**Objective:** Copy the material below line for line, with no changes.
[BEGIN Raw records]
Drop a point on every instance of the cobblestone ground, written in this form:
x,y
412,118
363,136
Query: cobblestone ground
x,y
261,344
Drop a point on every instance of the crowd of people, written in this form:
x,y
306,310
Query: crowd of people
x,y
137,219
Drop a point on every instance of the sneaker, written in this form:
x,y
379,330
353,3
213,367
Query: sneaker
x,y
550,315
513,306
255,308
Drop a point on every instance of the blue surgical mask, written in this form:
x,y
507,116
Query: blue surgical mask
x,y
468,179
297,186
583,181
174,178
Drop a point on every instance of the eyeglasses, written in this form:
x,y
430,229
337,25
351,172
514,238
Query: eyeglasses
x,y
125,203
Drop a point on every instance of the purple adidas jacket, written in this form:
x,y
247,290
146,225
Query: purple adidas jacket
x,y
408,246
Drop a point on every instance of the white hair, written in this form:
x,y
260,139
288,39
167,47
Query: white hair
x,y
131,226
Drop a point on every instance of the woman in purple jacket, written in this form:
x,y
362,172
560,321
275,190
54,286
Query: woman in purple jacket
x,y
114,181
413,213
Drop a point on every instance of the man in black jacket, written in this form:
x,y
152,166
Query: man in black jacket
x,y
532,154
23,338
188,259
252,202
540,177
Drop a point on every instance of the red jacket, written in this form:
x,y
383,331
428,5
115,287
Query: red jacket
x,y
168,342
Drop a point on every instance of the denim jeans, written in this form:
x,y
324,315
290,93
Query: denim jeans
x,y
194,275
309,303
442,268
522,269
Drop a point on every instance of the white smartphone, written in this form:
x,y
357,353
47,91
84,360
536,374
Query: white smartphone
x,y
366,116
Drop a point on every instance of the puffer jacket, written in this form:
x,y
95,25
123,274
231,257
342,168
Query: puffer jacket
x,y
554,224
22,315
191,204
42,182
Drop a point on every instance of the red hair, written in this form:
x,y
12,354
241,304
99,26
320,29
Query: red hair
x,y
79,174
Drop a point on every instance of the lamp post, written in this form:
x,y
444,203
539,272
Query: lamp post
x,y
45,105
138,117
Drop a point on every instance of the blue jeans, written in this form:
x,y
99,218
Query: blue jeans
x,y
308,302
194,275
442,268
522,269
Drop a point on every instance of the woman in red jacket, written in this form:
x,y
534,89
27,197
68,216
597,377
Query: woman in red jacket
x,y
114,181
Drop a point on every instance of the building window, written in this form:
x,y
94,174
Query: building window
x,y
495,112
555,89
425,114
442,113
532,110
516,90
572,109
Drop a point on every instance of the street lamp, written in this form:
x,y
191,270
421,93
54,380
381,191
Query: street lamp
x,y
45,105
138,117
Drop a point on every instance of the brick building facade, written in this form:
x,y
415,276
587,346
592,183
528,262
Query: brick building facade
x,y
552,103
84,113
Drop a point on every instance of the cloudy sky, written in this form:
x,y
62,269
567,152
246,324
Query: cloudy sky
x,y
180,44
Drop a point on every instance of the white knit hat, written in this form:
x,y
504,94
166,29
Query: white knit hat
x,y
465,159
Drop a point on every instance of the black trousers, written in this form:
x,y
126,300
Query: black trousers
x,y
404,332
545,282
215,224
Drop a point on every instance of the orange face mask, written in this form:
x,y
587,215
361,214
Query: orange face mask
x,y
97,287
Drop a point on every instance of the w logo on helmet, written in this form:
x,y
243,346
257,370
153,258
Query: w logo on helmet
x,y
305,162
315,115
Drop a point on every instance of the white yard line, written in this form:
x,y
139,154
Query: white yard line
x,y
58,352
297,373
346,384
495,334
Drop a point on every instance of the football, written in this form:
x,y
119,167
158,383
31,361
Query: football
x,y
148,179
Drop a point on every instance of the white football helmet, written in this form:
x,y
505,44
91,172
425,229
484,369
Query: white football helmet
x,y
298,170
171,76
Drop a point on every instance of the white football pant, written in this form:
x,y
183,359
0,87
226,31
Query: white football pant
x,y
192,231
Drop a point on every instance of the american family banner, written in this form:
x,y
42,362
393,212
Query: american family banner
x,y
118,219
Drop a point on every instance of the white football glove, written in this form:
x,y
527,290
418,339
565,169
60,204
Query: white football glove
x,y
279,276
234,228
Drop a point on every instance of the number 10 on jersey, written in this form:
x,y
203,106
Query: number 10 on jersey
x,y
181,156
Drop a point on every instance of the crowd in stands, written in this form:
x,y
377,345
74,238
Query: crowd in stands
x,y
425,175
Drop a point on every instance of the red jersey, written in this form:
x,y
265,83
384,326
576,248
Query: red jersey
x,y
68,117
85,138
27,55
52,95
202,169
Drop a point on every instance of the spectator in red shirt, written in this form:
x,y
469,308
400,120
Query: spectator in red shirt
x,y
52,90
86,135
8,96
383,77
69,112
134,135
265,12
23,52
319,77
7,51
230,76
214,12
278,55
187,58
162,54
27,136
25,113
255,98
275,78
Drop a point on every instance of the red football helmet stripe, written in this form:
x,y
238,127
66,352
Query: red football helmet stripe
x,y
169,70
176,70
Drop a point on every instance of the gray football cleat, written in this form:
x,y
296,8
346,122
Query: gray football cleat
[END Raw records]
**Task output:**
Drop a point on every instance of the cobblestone ground, written in this form:
x,y
412,118
363,136
Query: cobblestone ground
x,y
261,344
Drop a point on every instance of the crowd of people, written in this form:
x,y
306,310
Query: crowd of people
x,y
137,219
Drop a point on every instance of the sneaker, written in this form:
x,y
379,330
353,3
213,367
Query: sneaker
x,y
550,315
513,306
255,308
Drop a point on every instance of the blue surgical mask, written in this form:
x,y
507,116
Query: blue surgical mask
x,y
468,179
297,186
583,181
174,178
Drop a point on every instance of the eyeglasses, written in this form:
x,y
430,229
337,25
351,172
514,238
Query: eyeglasses
x,y
125,203
Drop a point on every instance of the purple adidas jacket, written in this form:
x,y
247,290
146,225
Query: purple adidas jacket
x,y
408,246
Drop a point on every instance of the white hair, written in this form:
x,y
260,139
288,39
167,47
Query: white hair
x,y
131,226
Drop a point on every instance of the woman in purple jacket, written in this form:
x,y
362,172
560,321
275,190
54,286
Query: woman in purple jacket
x,y
114,181
413,213
Drop a point on every instance of the man in black jacket, written in this form:
x,y
152,166
Query: man in black jacket
x,y
532,154
23,338
188,259
252,202
540,177
Drop a point on every instance of the red jacket, written in this form:
x,y
383,331
428,5
115,287
Query: red jacket
x,y
168,342
Drop a point on every instance of the denim jeans, written in this form:
x,y
324,315
290,93
Query: denim jeans
x,y
194,275
309,303
442,268
522,269
Drop a point on every instance of the white smartphone, written in this form:
x,y
357,353
47,91
84,360
536,374
Query: white smartphone
x,y
366,116
Drop a point on every instance of the puffer jacket, written in this form:
x,y
95,25
123,274
231,257
342,168
Query: puffer jacket
x,y
554,224
22,315
191,204
42,182
Drop a point on every instance of the red hair, written in this form:
x,y
12,354
241,304
99,26
320,29
Query: red hair
x,y
79,174
Drop a point on every instance of the lamp post, written in this form:
x,y
444,203
539,272
Query: lamp post
x,y
45,105
138,117
Drop a point on every instance of the blue jeans, written in this form:
x,y
99,218
Query: blue jeans
x,y
308,302
194,275
442,268
522,269
Drop a point on every instance of the woman in red jacket, written in this form:
x,y
534,89
27,197
68,216
597,377
Query: woman in red jacket
x,y
114,181
Drop a point on every instance of the building window, written in this form:
x,y
94,174
Query: building window
x,y
495,112
555,89
425,114
442,113
532,110
516,90
572,109
Drop a point on every instance of the street lamp, written in this form:
x,y
191,270
421,93
54,380
381,191
Query: street lamp
x,y
45,105
138,117
Drop a point on every instance of the brick building facade, written in this form:
x,y
415,276
587,346
592,183
528,262
Query: brick building facade
x,y
552,103
84,113
Drop a point on every instance of the cloudy sky, written in this form:
x,y
62,269
567,152
246,324
Query: cloudy sky
x,y
180,44
Drop a point on every instance of the white knit hat, written in this form:
x,y
504,94
166,29
Query: white knit hat
x,y
465,159
Drop a point on every instance of the black trousers, written in this form:
x,y
126,300
Query: black trousers
x,y
404,332
545,282
215,224
Drop a point on every instance of the orange face mask, written in this form:
x,y
587,215
361,214
Query: orange face mask
x,y
97,287
Drop a point on every instance of the w logo on helmet, written in this form:
x,y
243,346
257,370
153,258
Query: w logo on helmet
x,y
305,162
315,115
Drop a point on every instance of the white yard line, written in this form:
x,y
139,154
Query: white yard line
x,y
58,352
297,373
346,384
495,334
Drop a point on every instance of the football, written in this form:
x,y
119,167
158,383
31,361
Query: football
x,y
148,179
Drop a point on every instance of the white football helmet, written in this form:
x,y
505,44
91,172
425,229
484,369
Query: white football helmet
x,y
298,170
171,76
Drop a point on every instance of the white football pant, written in this form:
x,y
183,359
0,87
226,31
Query: white football pant
x,y
192,231
Drop a point on every instance of the american family banner, written in this form:
x,y
42,362
393,212
Query: american family banner
x,y
118,219
Drop a point on every instance of the white football glove, written in this form:
x,y
527,290
418,339
565,169
60,204
Query: white football glove
x,y
279,276
234,228
Drop a point on every instance of the number 10 on jersey, written in this form:
x,y
203,106
Query: number 10 on jersey
x,y
181,156
Drop a point on every instance of the crowd in stands, written in this form:
x,y
377,345
74,238
Query: crowd in stands
x,y
425,175
Drop a point on every instance of the red jersey, written in this form:
x,y
265,83
384,326
576,248
Query: red jersey
x,y
68,117
85,138
27,55
52,95
202,169
Drop a point on every instance of the spectator in red shirt, written in this form:
x,y
469,308
400,120
Query: spectator in red shirt
x,y
52,90
86,135
8,96
383,77
69,112
134,135
265,12
23,52
319,77
7,51
230,76
214,12
278,55
187,58
162,54
27,136
25,113
255,98
275,78
Drop a point on every instance of the red football helmet stripe, written in this form:
x,y
238,127
66,352
Query: red football helmet stripe
x,y
169,70
176,70
Drop a point on every instance of the gray football cleat, written in this form:
x,y
296,8
346,122
Query: gray football cleat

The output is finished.